Top of Text for analysis

Updated: Judge puts nozzle on oil project

A Monterey County Superior Court judge has halted the Project Indian oil development site near Coalinga while citing a lacking environmental review from local officials.
That announcement came last week from the Center for Biological Diversity, which sued San Benito County over its approval last year of the Project Indian site in an oilfield near Coalinga along the Monterey County border. Next, another hearing is scheduled for Aug. 13 to determine consequences from the ruling.
“That means they can’t continue to go forward with the project,” said Kassie Siegel, an attorney for the Center for Biological Diversity and director of its Climate Law Institute. “It needs to stop and hopefully we’ll work out those details.”
The judge ruled that the county board failed to properly weigh potential impacts through a full environmental impact review – officials bypassed the process in favor of a less time-consuming mitigated negative declaration – when supervisors in June 2013 approved the Project Indian well site.
The Center for Biological Diversity explained how the court agreed that San Benito County unlawfully failed to consider development of the oil field beyond the initial 15 pilot wells and that the county failed to properly analyze water use, pollution risks, greenhouse gas emissions and threats to the California condor.
The ruling, which faces a likely appeal, argues that the project site drains into the Salinas River and could have impacts on the endangered condor.
A spokesman for Ojai-based Citadel Exploration, which owns the project, said in a statement that the company disagrees with the ruling and the judge’s explanation.
“The planners and supervisors of San Benito County did a complete and thorough job of reviewing our project,” wrote spokesman Robert Parry. “All of the appropriate agencies that have oversight of oil and gas operations including The Department of Fish and Wildlife, The Water Resources Board, Air Pollution Control District of Monterey also did an excellent job in making their determinations and Citadel Exploration Inc addressed all associated concerns in line with proper procedure.”

Bottom of Text for analysis

Problem to work on: Please reproduce the passage of the article about the Project Indian ruling from "The ruling, which" up to and including "the judge’s explanation.", word for word.

Top of Recorded data

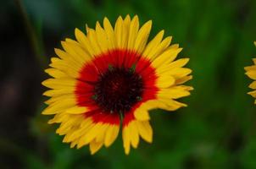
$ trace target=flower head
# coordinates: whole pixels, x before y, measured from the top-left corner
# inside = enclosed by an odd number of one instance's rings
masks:
[[[256,46],[256,41],[254,41],[254,45]],[[253,65],[245,67],[244,69],[246,71],[245,74],[247,74],[250,79],[254,81],[250,84],[249,88],[254,90],[253,91],[248,92],[253,97],[256,98],[256,58],[253,58]],[[256,101],[254,101],[256,104]]]
[[[182,68],[188,58],[175,61],[181,51],[171,36],[160,31],[147,43],[152,21],[139,27],[138,17],[119,17],[114,28],[107,18],[103,27],[86,26],[86,35],[75,29],[76,41],[62,41],[64,50],[51,59],[42,82],[51,97],[42,114],[54,115],[49,123],[60,123],[56,133],[70,147],[89,144],[92,154],[109,147],[121,128],[125,154],[136,148],[141,137],[153,140],[148,111],[175,111],[185,104],[175,99],[190,95],[181,84],[192,79]]]

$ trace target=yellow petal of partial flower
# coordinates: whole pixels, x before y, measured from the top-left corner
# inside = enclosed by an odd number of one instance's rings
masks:
[[[255,90],[256,89],[256,81],[253,81],[250,84],[249,88]]]
[[[130,136],[130,128],[127,128],[127,126],[124,127],[123,133],[123,146],[125,148],[125,155],[128,155],[130,153],[131,149],[131,136]]]
[[[109,147],[116,139],[119,134],[120,127],[116,125],[109,125],[106,131],[104,144]]]
[[[114,25],[114,35],[116,41],[116,47],[122,48],[122,38],[123,38],[123,19],[121,16],[119,16]]]
[[[109,50],[113,49],[114,46],[111,46],[112,45],[111,41],[109,39],[108,39],[108,35],[104,31],[104,30],[101,27],[99,22],[97,22],[95,30],[96,30],[97,40],[102,52],[106,52]]]
[[[139,30],[139,19],[136,15],[131,21],[127,48],[134,50],[135,41]]]
[[[75,106],[71,108],[67,109],[66,111],[64,111],[64,112],[69,114],[82,114],[86,112],[87,111],[88,109],[86,107]]]
[[[249,70],[245,73],[249,78],[256,80],[256,70]]]
[[[175,79],[172,76],[161,75],[157,79],[157,86],[159,88],[168,88],[175,83]]]
[[[64,72],[62,72],[57,68],[47,68],[45,70],[45,72],[53,78],[68,77],[68,75],[66,74],[64,74]]]
[[[81,46],[87,52],[87,53],[90,54],[91,57],[93,57],[97,53],[95,52],[89,41],[89,39],[86,36],[86,35],[77,28],[75,30],[75,35],[76,40],[79,41]]]
[[[188,80],[190,80],[192,79],[192,75],[182,77],[181,79],[176,79],[175,84],[184,84],[184,83],[187,82]]]
[[[61,101],[54,102],[48,106],[44,111],[42,112],[42,114],[57,114],[64,110],[72,107],[75,106],[76,101],[73,98],[67,98]]]
[[[46,79],[42,82],[42,84],[50,89],[64,89],[65,87],[75,87],[76,83],[76,80],[72,78],[58,78]]]
[[[179,99],[181,97],[189,95],[189,89],[190,88],[187,88],[186,86],[174,86],[168,89],[161,89],[158,92],[158,98]]]
[[[147,57],[150,58],[150,60],[153,60],[156,57],[158,57],[160,54],[162,54],[164,50],[170,46],[171,42],[171,36],[166,37],[160,44],[157,46],[154,46],[151,52],[148,53]]]
[[[164,30],[161,30],[158,35],[149,41],[149,43],[147,45],[145,51],[142,53],[142,56],[151,59],[153,57],[153,52],[152,51],[155,50],[155,47],[158,46],[163,39],[164,34]],[[149,55],[151,53],[151,55]]]
[[[181,58],[179,60],[176,60],[170,64],[170,68],[181,68],[185,66],[189,61],[189,58]]]
[[[136,121],[136,124],[138,128],[139,134],[142,138],[148,142],[152,143],[153,141],[153,129],[151,125],[149,124],[148,121],[142,122],[142,121]]]
[[[108,39],[111,42],[111,46],[113,46],[113,48],[115,48],[116,42],[115,42],[114,29],[113,29],[109,20],[107,18],[104,18],[103,27],[104,27],[105,32],[107,34]]]
[[[100,148],[103,145],[103,142],[97,142],[93,140],[90,143],[90,151],[91,155],[94,155],[97,151],[100,150]]]
[[[147,42],[147,38],[150,34],[151,26],[152,21],[149,20],[146,24],[144,24],[142,27],[139,30],[134,46],[134,49],[138,53],[142,53],[145,49],[146,44]]]
[[[159,55],[157,58],[153,61],[152,65],[154,68],[159,68],[164,63],[167,64],[171,63],[176,57],[178,53],[181,52],[181,50],[182,48],[170,48],[164,51],[161,55]]]
[[[131,122],[127,128],[130,128],[131,144],[133,148],[136,149],[139,144],[139,132],[135,121]]]

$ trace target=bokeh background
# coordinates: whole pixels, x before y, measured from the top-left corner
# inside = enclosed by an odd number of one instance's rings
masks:
[[[17,0],[0,6],[0,168],[256,168],[256,106],[243,67],[256,57],[255,0]],[[75,27],[108,16],[153,19],[184,48],[189,105],[151,112],[153,143],[124,154],[120,135],[95,155],[70,149],[41,115],[43,69]]]

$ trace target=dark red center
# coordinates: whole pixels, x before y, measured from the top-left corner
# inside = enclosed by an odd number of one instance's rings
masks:
[[[143,81],[134,68],[114,68],[100,74],[92,99],[104,112],[125,113],[142,100]]]

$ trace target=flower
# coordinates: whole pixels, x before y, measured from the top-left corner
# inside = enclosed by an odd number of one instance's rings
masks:
[[[256,41],[254,41],[254,45],[256,46]],[[256,98],[256,58],[253,58],[253,65],[245,67],[244,69],[246,71],[245,74],[248,75],[250,79],[254,81],[250,84],[249,88],[254,90],[253,91],[250,91],[248,94],[251,95],[253,97]],[[254,101],[256,104],[256,101]]]
[[[53,78],[42,82],[51,97],[42,112],[60,123],[56,133],[65,135],[70,147],[89,144],[92,154],[109,147],[122,129],[123,145],[129,154],[141,137],[153,140],[148,111],[175,111],[185,104],[175,99],[190,95],[192,87],[181,84],[192,79],[182,68],[188,58],[175,61],[181,51],[163,40],[164,30],[147,42],[152,21],[139,28],[138,17],[120,16],[114,28],[107,18],[103,27],[86,25],[86,35],[75,29],[76,41],[65,39],[64,50],[55,49],[46,73]]]

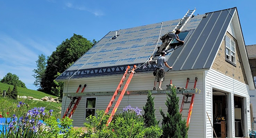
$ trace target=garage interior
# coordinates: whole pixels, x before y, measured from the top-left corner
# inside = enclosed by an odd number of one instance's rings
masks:
[[[235,136],[244,136],[244,126],[243,126],[243,98],[234,97],[235,108]],[[213,90],[213,126],[218,138],[227,138],[229,130],[228,122],[228,110],[231,110],[228,104],[228,93]],[[230,115],[231,117],[231,115]],[[232,131],[230,128],[230,131]]]

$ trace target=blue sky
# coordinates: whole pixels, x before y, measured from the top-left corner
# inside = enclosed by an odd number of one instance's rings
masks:
[[[11,72],[36,90],[32,75],[38,55],[50,55],[74,33],[99,41],[110,31],[182,18],[194,7],[197,15],[237,7],[245,44],[256,44],[255,5],[255,0],[0,0],[0,79]]]

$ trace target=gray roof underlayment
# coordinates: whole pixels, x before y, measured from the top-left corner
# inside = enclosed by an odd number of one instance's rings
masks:
[[[167,51],[171,71],[210,69],[235,10],[191,18],[179,35],[187,34],[180,38],[184,45]],[[162,44],[160,38],[172,31],[180,20],[110,31],[56,80],[123,74],[128,65],[134,64],[139,67],[136,73],[152,71],[156,66],[147,64],[148,60]],[[117,37],[111,39],[116,32]]]

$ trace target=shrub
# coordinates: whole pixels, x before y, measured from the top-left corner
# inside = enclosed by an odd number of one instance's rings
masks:
[[[26,105],[19,102],[17,108],[14,108],[15,112],[24,112],[28,107]],[[82,131],[73,129],[72,120],[65,118],[57,120],[52,117],[52,110],[46,112],[45,109],[35,107],[25,114],[20,113],[18,116],[14,114],[11,121],[7,121],[6,125],[0,130],[0,138],[79,138]]]
[[[141,111],[138,107],[128,105],[115,116],[107,127],[109,116],[104,116],[104,111],[97,110],[97,116],[90,116],[86,118],[88,123],[84,124],[88,130],[85,138],[159,138],[162,134],[161,129],[157,125],[145,128]]]
[[[12,90],[11,90],[11,87],[9,86],[9,88],[8,88],[8,90],[7,90],[7,91],[6,92],[6,96],[7,96],[7,97],[11,98],[11,93]]]
[[[151,91],[149,91],[147,103],[145,106],[143,107],[144,111],[143,116],[144,122],[146,127],[158,125],[159,122],[156,121],[156,116],[155,116],[156,109],[155,109],[154,107],[154,97],[152,97]]]
[[[18,98],[18,89],[17,89],[17,85],[16,84],[14,85],[14,89],[12,90],[10,97],[15,100],[17,100]]]
[[[182,120],[178,109],[179,98],[177,97],[175,86],[171,89],[171,94],[167,93],[167,99],[165,105],[167,106],[166,116],[160,109],[163,116],[162,127],[163,138],[187,138],[188,128],[186,126],[186,121]]]
[[[46,129],[43,131],[43,138],[80,138],[82,131],[81,129],[76,130],[73,128],[72,121],[66,117],[61,120],[54,117],[46,119],[44,121]]]

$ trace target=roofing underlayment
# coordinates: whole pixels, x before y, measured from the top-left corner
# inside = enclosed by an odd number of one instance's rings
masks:
[[[209,69],[235,9],[191,18],[179,35],[185,44],[167,51],[171,71]],[[152,71],[156,66],[147,61],[162,44],[159,38],[172,31],[180,20],[110,31],[56,79],[123,74],[128,65],[134,64],[139,67],[137,73]],[[112,39],[116,32],[117,37]]]

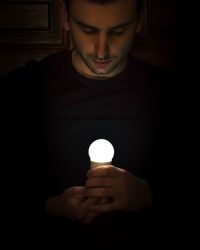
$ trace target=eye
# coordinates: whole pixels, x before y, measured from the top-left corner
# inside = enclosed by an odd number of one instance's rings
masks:
[[[95,33],[97,33],[96,29],[93,29],[93,28],[90,28],[90,27],[84,27],[84,26],[82,26],[81,29],[82,29],[82,31],[84,33],[87,33],[87,34],[95,34]]]
[[[112,34],[112,35],[122,35],[125,31],[126,31],[126,28],[122,27],[122,28],[117,28],[117,29],[111,30],[110,34]]]

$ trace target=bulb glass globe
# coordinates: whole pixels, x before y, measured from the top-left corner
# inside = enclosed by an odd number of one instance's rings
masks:
[[[92,162],[109,163],[112,162],[114,148],[109,141],[98,139],[89,146],[88,154]]]

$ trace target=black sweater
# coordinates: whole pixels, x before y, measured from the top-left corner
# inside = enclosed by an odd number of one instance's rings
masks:
[[[2,91],[2,141],[6,202],[10,206],[14,189],[16,217],[42,220],[48,197],[84,185],[88,147],[99,138],[113,144],[113,165],[150,183],[159,210],[170,171],[172,80],[166,71],[132,56],[112,79],[88,79],[74,69],[71,51],[11,72]],[[94,224],[108,223],[109,216]],[[130,216],[113,215],[112,223],[130,222]]]

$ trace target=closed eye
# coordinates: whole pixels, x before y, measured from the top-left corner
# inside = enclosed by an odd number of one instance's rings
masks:
[[[123,33],[125,33],[125,31],[126,31],[126,28],[122,27],[122,28],[110,30],[110,34],[111,35],[122,35]]]
[[[87,33],[87,34],[96,34],[98,32],[98,30],[94,28],[86,27],[86,26],[81,26],[81,29],[84,33]]]

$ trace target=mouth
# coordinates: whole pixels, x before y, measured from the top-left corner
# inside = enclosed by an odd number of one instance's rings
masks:
[[[108,60],[108,61],[98,61],[98,60],[94,60],[95,65],[98,68],[105,68],[107,67],[112,61]]]

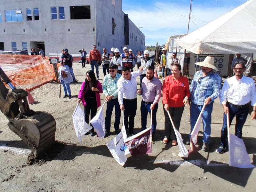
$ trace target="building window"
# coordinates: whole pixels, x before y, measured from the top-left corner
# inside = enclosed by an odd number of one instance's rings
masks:
[[[22,11],[21,9],[7,10],[5,11],[5,20],[6,22],[22,21]]]
[[[91,6],[70,6],[70,19],[91,19]]]
[[[57,8],[51,8],[51,12],[52,14],[52,20],[57,20]]]
[[[39,9],[38,8],[34,8],[34,20],[39,20]]]
[[[22,49],[28,51],[28,44],[27,42],[22,42]]]
[[[16,45],[16,42],[12,42],[12,51],[17,51],[17,46]]]
[[[59,7],[59,17],[60,20],[65,19],[65,12],[64,7]]]
[[[112,18],[112,35],[115,35],[115,28],[116,26],[114,26],[115,23],[115,19],[114,18]]]
[[[32,20],[32,13],[31,12],[31,9],[27,9],[27,20]]]

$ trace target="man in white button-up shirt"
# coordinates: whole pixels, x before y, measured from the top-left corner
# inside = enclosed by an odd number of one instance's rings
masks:
[[[141,75],[143,68],[131,73],[128,67],[122,68],[122,76],[117,82],[118,100],[121,110],[124,110],[124,123],[126,133],[133,134],[134,118],[137,109],[137,82],[136,78]]]
[[[245,70],[243,62],[236,62],[233,70],[235,76],[228,78],[224,83],[220,94],[220,104],[223,106],[224,113],[220,136],[221,143],[216,150],[218,153],[222,153],[227,146],[227,114],[229,114],[230,124],[236,116],[235,135],[238,138],[242,137],[242,129],[249,113],[250,103],[253,107],[251,119],[253,119],[256,115],[256,93],[254,81],[251,78],[243,76]]]

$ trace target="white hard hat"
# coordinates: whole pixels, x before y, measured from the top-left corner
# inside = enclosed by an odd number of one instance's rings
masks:
[[[147,49],[146,49],[145,51],[144,51],[144,54],[149,54],[149,52],[148,51],[148,50]]]
[[[115,49],[115,51],[114,51],[114,53],[119,53],[119,50],[117,48]]]

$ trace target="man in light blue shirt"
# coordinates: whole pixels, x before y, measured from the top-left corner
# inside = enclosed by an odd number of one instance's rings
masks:
[[[105,118],[106,134],[104,137],[110,135],[110,120],[113,108],[115,107],[116,119],[114,123],[115,133],[117,135],[119,131],[119,124],[121,116],[121,110],[118,101],[117,81],[122,75],[117,73],[118,67],[115,64],[112,64],[108,67],[109,73],[104,77],[102,84],[103,94],[107,100],[107,110]]]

Bottom of Recorded data

Task solution:
The ruling, which faces a likely appeal, argues that the project site drains into the Salinas River and could have impacts on the endangered condor.
A spokesman for Ojai-based Citadel Exploration, which owns the project, said in a statement that the company disagrees with the ruling and the judge’s explanation.